▸ **Study text**:

Massachusetts Just Banned The Sale Of All Semi-Auto Guns “Decided By State” Effective Immediately

Massachusetts Attorney General, Maura Healey, announced on Wednesday that the state of Massachusetts will be cracking down on the sale of all “new assault weapons.” The ban will prevent the sale of any weapon labeled an “assault weapon” by the state, such as semi-automatic versions AR-15s and AK-47s, as well as any weapons with similar operating systems. This means that all semi automatic sporting rifles are being pulled from shelves across the state based on the misconception that their aesthetic designs and modifications somehow make them more dangerous than other models with the same operating systems.

By definition, an assault rifle is a firearm capable of selective-fire automatic and/or burst modes. These modes allow the weapon to fire off rounds faster than even the most skilled shooters in the Untied States. This functionality makes an assault rifle far more destructive and dangerous than their semi-automatic counterparts. The “crack down” will focus not on assault rifles but assault weapons. The definition of an assault weapon generally varies but usually includes semi-automatic firearms with a detachable magazine and a pistol grip, and sometimes other features such as a flash suppressor or barrel shroud. Assault weapons are not capable of the automatic or burst modes, making them far less dangerous than an assault rifle and no different than your standard hunting rifle.

Healey’s decision to ban assault weapons reveals a shocking level of naivety and down right incompetence. Healy has stated they will be preventing distributors and manufacturers from selling semi-automatic weapons based on the idea that, because the guns share superficial traits such as collapsable stocks or barrel suppressors, they are somehow just as dangerous as an assault rifle and have “similar operating systems.” She stated during a press conference:

“If a gun’s operating system is essentially the same as a banned weapon or if the gun has component parts that are interchangeable with those of a banned weapon, it’s a copy,”

Healey’s announcement was quickly criticized because, as explained above, the operating systems of an assault weapon and an assault rifle are not “essentially the same.” The wording of the law allows state democrats to ban the sale of any gun with features similar, but not the same, as an assault rifle.

Healey will not be introducing any new laws to disarm the people of Massachusetts. Instead they will be strictly enforcing an “assault weapon” ban first signed into action in 1998. She states that she was motivated to enforce the ban after 10,000 assault weapons were sold in the state last year and sales of some increased 450 percent in the week after the Orlando nightclub shooting in June.

▸ **Work request**: Decide whether each statement agrees with the article on the Massachusetts gun ban, and answer yes or no with the deciding words quoted exactly: (a) Healey announced a crackdown on the sale of new assault weapons; (b) Healey will introduce new laws to carry out the ban; (c) the ban being enforced was first signed into action in 1998.

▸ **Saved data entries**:
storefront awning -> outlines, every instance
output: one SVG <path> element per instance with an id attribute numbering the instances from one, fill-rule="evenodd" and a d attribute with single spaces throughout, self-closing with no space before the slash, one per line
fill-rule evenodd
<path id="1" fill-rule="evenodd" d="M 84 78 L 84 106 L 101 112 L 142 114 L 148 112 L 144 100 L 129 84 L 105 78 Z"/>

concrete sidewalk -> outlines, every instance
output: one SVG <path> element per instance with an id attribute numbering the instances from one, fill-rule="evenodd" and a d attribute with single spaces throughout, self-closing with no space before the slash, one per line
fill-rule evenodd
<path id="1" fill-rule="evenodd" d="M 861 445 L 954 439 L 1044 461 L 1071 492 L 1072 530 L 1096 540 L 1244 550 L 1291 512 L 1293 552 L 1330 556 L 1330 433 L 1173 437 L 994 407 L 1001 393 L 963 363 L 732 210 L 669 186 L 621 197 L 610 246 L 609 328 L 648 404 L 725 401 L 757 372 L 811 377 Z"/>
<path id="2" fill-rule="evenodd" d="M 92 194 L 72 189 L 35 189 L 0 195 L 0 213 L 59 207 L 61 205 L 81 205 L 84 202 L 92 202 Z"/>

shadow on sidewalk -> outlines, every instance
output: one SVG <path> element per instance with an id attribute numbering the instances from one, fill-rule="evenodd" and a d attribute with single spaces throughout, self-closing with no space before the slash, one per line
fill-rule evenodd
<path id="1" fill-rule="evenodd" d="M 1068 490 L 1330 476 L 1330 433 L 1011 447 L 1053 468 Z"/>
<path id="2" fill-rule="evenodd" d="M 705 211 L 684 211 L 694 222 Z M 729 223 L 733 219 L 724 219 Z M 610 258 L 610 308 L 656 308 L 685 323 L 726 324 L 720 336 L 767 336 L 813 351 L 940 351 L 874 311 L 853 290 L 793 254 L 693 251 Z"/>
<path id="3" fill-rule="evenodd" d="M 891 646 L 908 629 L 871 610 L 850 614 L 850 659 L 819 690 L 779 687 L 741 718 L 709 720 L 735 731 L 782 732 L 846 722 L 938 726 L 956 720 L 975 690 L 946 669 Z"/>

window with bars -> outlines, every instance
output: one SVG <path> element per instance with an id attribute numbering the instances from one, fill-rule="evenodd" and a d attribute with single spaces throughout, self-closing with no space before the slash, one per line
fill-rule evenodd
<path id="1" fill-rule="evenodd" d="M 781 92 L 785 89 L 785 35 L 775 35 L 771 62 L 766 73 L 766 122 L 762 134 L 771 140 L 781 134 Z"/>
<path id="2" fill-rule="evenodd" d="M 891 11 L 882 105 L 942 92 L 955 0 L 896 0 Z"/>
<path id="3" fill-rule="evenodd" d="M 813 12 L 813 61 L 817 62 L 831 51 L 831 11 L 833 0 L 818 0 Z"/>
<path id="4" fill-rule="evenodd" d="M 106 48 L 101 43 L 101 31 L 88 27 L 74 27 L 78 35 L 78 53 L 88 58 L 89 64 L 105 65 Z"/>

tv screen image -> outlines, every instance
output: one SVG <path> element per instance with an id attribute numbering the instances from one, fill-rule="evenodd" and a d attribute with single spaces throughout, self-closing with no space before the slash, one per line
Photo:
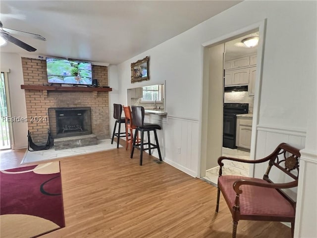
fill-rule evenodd
<path id="1" fill-rule="evenodd" d="M 90 62 L 54 58 L 46 59 L 48 82 L 69 84 L 92 84 Z"/>

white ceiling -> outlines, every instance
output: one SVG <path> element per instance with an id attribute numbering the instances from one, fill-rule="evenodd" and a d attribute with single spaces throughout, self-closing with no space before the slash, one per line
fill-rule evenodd
<path id="1" fill-rule="evenodd" d="M 41 35 L 13 35 L 34 53 L 7 43 L 1 52 L 116 64 L 183 32 L 241 0 L 2 0 L 4 28 Z"/>

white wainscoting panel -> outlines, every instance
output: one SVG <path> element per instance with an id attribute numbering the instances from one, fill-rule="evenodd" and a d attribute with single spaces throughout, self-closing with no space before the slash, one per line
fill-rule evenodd
<path id="1" fill-rule="evenodd" d="M 163 160 L 191 176 L 197 177 L 198 120 L 168 115 L 160 118 L 160 119 L 159 117 L 151 116 L 146 117 L 145 120 L 162 127 L 157 132 Z M 151 141 L 155 141 L 152 134 Z M 157 150 L 154 150 L 153 155 L 158 158 Z"/>

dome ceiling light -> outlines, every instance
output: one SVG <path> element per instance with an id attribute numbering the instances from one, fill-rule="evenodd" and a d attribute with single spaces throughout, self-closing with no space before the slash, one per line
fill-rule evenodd
<path id="1" fill-rule="evenodd" d="M 259 43 L 259 37 L 253 36 L 245 38 L 241 41 L 247 47 L 252 48 L 255 46 L 257 46 Z"/>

▸ **Output**:
(a) Yes: "the state of Massachusetts will be cracking down on the sale of all “new assault weapons.”"
(b) No: "Healey will not be introducing any new laws to disarm the people of Massachusetts."
(c) Yes: "an “assault weapon” ban first signed into action in 1998."